Rescale the records beginning at the line that contains "Q: Can you identify where the empty" and stopping after the line that contains "522 148 1080 742", giving all of those lines again with everything other than the answer coordinates left unchanged. Multiply each bounding box coordinate in the answers by 1.6 and round it to a whole number, with halves rounded up.

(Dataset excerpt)
-=-=-=-=-

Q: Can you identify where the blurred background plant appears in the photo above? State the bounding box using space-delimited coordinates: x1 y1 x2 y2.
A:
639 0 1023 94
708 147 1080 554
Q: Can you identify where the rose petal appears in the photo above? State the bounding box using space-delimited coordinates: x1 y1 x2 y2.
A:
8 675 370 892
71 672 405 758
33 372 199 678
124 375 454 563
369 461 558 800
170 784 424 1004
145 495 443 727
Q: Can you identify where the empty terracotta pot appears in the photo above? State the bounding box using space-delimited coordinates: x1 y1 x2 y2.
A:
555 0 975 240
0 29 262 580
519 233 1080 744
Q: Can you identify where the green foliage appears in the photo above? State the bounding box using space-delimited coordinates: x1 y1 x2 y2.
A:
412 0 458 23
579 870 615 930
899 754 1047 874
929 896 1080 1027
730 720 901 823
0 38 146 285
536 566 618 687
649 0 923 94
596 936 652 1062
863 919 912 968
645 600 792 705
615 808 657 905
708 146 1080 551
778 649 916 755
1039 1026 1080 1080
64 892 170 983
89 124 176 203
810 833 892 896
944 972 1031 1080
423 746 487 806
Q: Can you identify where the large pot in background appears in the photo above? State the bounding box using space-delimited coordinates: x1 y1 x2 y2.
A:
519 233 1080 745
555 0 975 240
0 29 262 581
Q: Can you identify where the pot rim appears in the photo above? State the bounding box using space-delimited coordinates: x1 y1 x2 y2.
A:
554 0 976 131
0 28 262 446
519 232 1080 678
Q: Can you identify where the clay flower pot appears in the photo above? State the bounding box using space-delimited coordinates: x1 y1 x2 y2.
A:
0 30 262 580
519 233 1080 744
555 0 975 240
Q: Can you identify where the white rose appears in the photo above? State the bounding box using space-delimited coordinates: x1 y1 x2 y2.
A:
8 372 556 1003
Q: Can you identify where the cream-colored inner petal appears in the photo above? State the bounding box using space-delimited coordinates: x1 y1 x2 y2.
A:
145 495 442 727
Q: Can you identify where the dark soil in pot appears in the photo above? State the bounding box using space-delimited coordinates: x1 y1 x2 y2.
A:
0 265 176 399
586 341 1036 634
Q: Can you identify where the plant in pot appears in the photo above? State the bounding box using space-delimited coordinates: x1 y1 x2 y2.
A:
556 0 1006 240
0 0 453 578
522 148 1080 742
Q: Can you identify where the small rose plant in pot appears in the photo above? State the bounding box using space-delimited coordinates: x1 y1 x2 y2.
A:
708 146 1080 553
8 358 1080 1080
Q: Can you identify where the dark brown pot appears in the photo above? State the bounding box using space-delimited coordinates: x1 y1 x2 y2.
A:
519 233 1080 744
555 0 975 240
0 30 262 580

-=-=-=-=-

▶ [Correct response]
Q: Can you identify where the empty terracotta pot appears in the photo above? State the bounding box using space-delimited coordinates: x1 y1 x2 y2.
A:
888 0 1560 384
0 46 419 928
830 373 1728 1190
Q: Can you identify where the green foliage appears in the photo above? State the bounding box using space-delimited coordinates: x1 y1 x2 y2.
A:
659 0 733 37
926 1392 984 1488
1438 1206 1675 1398
1486 1434 1728 1643
1168 1152 1442 1317
0 61 234 456
858 906 989 1099
1038 0 1477 150
954 1498 1043 1699
1381 1470 1459 1549
1032 960 1267 1128
984 1293 1051 1448
1133 234 1728 882
1245 1038 1466 1208
1662 1642 1728 1728
102 1427 272 1573
142 198 282 325
1296 1333 1427 1434
1510 1555 1650 1728
677 1194 779 1290
Q: Can you identify where the large pot in background appears in the photo above? State the bounding box using space-delimited coordinates: x1 y1 x2 y2.
A:
830 373 1728 1192
888 0 1560 384
0 46 419 930
Q: Can you identify where the pot rim appears in the photo above? State the bounding box using space-delimited coordinates: x1 y1 x2 y2.
A:
886 0 1562 210
0 45 419 714
830 371 1728 1085
Q: Can you identify where the clay flower pot appears in the photo above? State the bounding box using space-delimited coordinates: x1 y1 x2 y2.
A:
0 48 419 928
830 373 1728 1190
888 0 1560 384
Q: Can you identify where the white rose appears in the photo above? State the bounding box using space-delimited coordinates: x1 y1 x2 y2.
A:
13 595 890 1605
Q: Can you identify where the cream-colored inner petal appears in the photo above? State the bounding box using space-delimited coordinates: x1 y1 x2 y2.
A:
232 792 707 1163
Q: Can you identify where the dark soil in pot appears in the photo above? State the bounding box using space-delimited coordinates: x1 y1 x2 y2.
A:
0 424 282 638
938 546 1658 1014
Q: Can you identify where the plant in pot appears in the photo above? State the bounding box using space-delimited coordinates: x1 y1 x2 y2.
A:
890 0 1610 384
0 0 725 925
835 237 1728 1187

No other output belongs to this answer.